* _WHAT TO WORK ON_
The records that follow are to be reproduced verbatim.
--- SUPPLIED MATERIAL Enclosed Below ---
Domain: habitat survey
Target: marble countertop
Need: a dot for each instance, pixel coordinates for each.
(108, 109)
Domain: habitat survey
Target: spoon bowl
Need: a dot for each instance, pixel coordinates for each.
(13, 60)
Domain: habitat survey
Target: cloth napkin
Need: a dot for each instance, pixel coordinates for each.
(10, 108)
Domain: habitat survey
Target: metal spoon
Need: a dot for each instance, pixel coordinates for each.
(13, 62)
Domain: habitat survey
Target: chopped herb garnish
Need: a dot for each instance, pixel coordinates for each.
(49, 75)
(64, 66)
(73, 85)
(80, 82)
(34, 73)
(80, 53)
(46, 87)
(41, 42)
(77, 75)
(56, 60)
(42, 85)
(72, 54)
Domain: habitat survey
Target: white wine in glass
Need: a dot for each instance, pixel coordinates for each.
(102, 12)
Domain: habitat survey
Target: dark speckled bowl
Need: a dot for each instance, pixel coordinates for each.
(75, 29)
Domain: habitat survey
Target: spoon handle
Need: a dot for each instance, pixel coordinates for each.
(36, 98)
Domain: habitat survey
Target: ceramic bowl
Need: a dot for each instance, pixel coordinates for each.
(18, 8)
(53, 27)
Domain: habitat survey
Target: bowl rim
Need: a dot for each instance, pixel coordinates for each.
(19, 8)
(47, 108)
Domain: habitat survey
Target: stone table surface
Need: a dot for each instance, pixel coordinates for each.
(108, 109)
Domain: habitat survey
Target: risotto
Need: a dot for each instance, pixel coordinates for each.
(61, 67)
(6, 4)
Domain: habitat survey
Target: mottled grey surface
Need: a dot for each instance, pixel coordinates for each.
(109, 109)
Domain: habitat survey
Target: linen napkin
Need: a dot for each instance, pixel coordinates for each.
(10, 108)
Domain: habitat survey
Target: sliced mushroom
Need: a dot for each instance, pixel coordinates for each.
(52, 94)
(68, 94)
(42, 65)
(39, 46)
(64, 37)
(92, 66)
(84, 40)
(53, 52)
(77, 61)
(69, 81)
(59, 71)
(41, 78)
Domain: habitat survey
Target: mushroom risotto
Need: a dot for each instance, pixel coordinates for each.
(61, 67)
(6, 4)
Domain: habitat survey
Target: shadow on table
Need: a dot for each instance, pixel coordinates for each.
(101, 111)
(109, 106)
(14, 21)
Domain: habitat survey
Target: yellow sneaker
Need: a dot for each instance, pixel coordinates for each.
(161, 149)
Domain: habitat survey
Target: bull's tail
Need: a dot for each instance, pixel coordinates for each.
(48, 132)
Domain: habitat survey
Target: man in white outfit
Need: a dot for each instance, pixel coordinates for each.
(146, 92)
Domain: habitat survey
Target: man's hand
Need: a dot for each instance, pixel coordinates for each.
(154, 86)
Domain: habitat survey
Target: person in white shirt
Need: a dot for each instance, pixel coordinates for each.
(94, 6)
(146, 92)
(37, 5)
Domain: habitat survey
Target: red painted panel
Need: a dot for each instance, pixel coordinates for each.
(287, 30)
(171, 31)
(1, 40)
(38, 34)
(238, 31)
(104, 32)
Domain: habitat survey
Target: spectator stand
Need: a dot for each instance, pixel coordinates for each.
--- End of Enclosed SUPPLIED MATERIAL ---
* _TASK SOLUTION_
Domain: habitat survey
Target: marble countertop
Need: a dot for each instance, pixel coordinates for each.
(108, 109)
Domain: habitat survey
Target: spoon bowl
Need: a dot for each instance, pixel coordinates for each.
(13, 60)
Domain: habitat survey
Target: cloth napkin
Need: a dot for each instance, pixel coordinates for each.
(10, 108)
Domain: habitat survey
Target: metal spoon
Need: a dot for each instance, pixel coordinates for each.
(13, 62)
Domain: habitat survey
Target: chopped herb garnish
Need: a dot for each instance, pixel coordinates for each.
(49, 75)
(64, 66)
(73, 85)
(80, 82)
(34, 73)
(80, 53)
(46, 87)
(41, 42)
(77, 75)
(56, 60)
(42, 85)
(72, 54)
Domain: habitat survey
Target: white wine in glass
Need: a dot for each instance, pixel coordinates for each.
(102, 12)
Domain: habitat survey
Target: dark speckled bowl
Need: a dot for each instance, pixel coordinates for each.
(75, 29)
Domain: habitat survey
Target: spoon handle
Need: a dot for each instance, pixel coordinates for each.
(36, 98)
Domain: habitat survey
Target: ceramic bowl
Need: a dot for each instance, pixel coordinates for each.
(18, 8)
(53, 27)
Domain: habitat survey
Target: bowl rim
Need: a dot for each instance, pixel coordinates for each.
(19, 8)
(47, 108)
Domain: habitat survey
Target: stone table surface
Need: a dot for each instance, pixel coordinates for each.
(108, 109)
Domain: habitat survey
Target: risotto
Need: a dot for each instance, pixel coordinates for each.
(61, 67)
(6, 4)
Domain: habitat survey
Target: mottled grey surface
Need: a dot for each instance, pixel coordinates for each.
(109, 109)
Domain: habitat survey
Target: linen napkin
Need: a dot for each instance, pixel coordinates for each.
(10, 108)
Domain: habitat survey
Target: sliced mushroom
Need: a dot for each instance, pixel coordinates for each.
(52, 94)
(68, 94)
(42, 65)
(39, 46)
(64, 37)
(92, 66)
(84, 40)
(53, 52)
(77, 61)
(69, 81)
(59, 71)
(41, 78)
Domain: habitat survey
Target: mushroom risotto
Need: a dot for each instance, pixel coordinates for each.
(61, 67)
(6, 4)
Domain: habitat survey
Target: shadow on table
Need: a dot for each instance, pixel coordinates for each.
(101, 111)
(109, 106)
(14, 21)
Domain: habitat survey
Target: yellow sneaker
Need: a dot for each instance, pixel coordinates for each.
(161, 149)
Domain: habitat survey
Target: bull's tail
Need: a dot for each instance, pixel coordinates for each.
(48, 132)
Domain: habitat survey
Target: man in white outfit
Need: a dot for each instance, pixel coordinates for each.
(146, 92)
Domain: habitat survey
Target: man's hand
Need: a dot for each instance, pixel coordinates for each.
(154, 86)
Domain: habitat survey
Target: person in white shirt
Need: a dot for each instance, pixel coordinates for each.
(94, 6)
(146, 92)
(37, 5)
Domain: habitat survey
Target: red painted panel
Need: a dot for each instance, pixel coordinates for each.
(287, 30)
(171, 31)
(1, 40)
(38, 34)
(238, 31)
(104, 32)
Domain: habitat survey
Target: spectator stand
Need: a dot for each instance, pixel coordinates for each.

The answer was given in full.